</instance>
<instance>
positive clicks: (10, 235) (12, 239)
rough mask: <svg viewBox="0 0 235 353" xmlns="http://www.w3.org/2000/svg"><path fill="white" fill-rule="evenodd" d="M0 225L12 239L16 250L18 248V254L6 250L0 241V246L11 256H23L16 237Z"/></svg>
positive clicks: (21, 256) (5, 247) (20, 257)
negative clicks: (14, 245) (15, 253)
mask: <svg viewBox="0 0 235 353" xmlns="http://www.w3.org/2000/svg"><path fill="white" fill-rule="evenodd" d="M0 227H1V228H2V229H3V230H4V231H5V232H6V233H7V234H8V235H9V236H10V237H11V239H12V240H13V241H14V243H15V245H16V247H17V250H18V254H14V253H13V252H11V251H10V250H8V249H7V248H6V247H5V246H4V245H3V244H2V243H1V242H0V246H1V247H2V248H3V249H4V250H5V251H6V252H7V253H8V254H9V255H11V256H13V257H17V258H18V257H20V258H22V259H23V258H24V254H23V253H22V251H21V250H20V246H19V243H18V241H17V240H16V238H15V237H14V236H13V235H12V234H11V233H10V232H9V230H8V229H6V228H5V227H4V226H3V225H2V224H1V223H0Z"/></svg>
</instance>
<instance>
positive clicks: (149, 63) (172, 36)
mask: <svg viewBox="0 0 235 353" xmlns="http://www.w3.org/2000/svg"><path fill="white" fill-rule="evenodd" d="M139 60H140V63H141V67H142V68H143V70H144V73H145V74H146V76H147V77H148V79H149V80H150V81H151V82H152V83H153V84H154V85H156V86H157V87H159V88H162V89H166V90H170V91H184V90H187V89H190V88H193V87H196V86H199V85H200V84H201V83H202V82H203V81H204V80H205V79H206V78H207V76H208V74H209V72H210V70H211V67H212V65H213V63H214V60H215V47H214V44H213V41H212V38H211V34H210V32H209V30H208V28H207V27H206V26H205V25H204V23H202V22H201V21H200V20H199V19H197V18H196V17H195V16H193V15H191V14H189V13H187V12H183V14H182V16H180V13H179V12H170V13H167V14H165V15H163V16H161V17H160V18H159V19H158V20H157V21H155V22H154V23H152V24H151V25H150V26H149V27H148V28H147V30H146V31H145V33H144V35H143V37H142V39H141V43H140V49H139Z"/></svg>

++++

#### DIRECTIONS
Give back each line above precisely as it stands.

#### OUTPUT FOR THIS EXERCISE
</instance>
<instance>
positive clicks: (10, 235) (12, 239)
rough mask: <svg viewBox="0 0 235 353" xmlns="http://www.w3.org/2000/svg"><path fill="white" fill-rule="evenodd" d="M0 225L12 239L16 250L18 248V254L6 250L0 241V246L11 256H23L16 237Z"/></svg>
positive clicks: (21, 256) (5, 247) (20, 257)
negative clicks: (14, 245) (15, 253)
mask: <svg viewBox="0 0 235 353" xmlns="http://www.w3.org/2000/svg"><path fill="white" fill-rule="evenodd" d="M0 227H1V228H2V229H3V230H4V231H5V232H6V233H7V234H8V235H9V236H10V237H11V239H12V240H13V241H14V243H15V245H16V247H17V250H18V254H14V253H13V252H11V251H10V250H8V249H7V248H6V247H5V246H4V245H3V244H2V243H1V242H0V246H1V247H2V248H3V249H4V250H5V251H6V252H7V253H8V254H9V255H11V256H13V257H17V258H18V257H20V258H22V259H23V258H24V254H23V253H22V251H21V250H20V246H19V243H18V241H17V240H16V238H15V237H14V236H13V235H12V234H11V233H10V232H9V230H8V229H6V228H5V227H4V226H3V225H2V224H1V223H0Z"/></svg>
</instance>
<instance>
positive clicks: (149, 63) (172, 36)
mask: <svg viewBox="0 0 235 353" xmlns="http://www.w3.org/2000/svg"><path fill="white" fill-rule="evenodd" d="M139 60H140V63H141V67H142V68H143V70H144V73H145V74H146V76H147V77H148V79H149V80H150V81H151V82H152V83H153V84H154V85H156V86H157V87H159V88H162V89H166V90H170V91H184V90H187V89H190V88H193V87H196V86H199V85H200V84H201V83H202V82H203V81H204V80H205V79H206V78H207V76H208V74H209V72H210V70H211V67H212V65H213V63H214V60H215V47H214V44H213V41H212V38H211V34H210V32H209V30H208V28H207V27H206V26H205V25H204V23H202V22H201V21H200V20H199V19H197V18H196V17H195V16H193V15H191V14H189V13H187V12H183V14H182V16H180V13H179V12H170V13H167V14H165V15H163V16H161V17H160V18H159V19H158V20H157V21H155V22H154V23H152V24H151V25H150V26H149V27H148V28H147V30H146V31H145V33H144V35H143V37H142V39H141V43H140V49H139Z"/></svg>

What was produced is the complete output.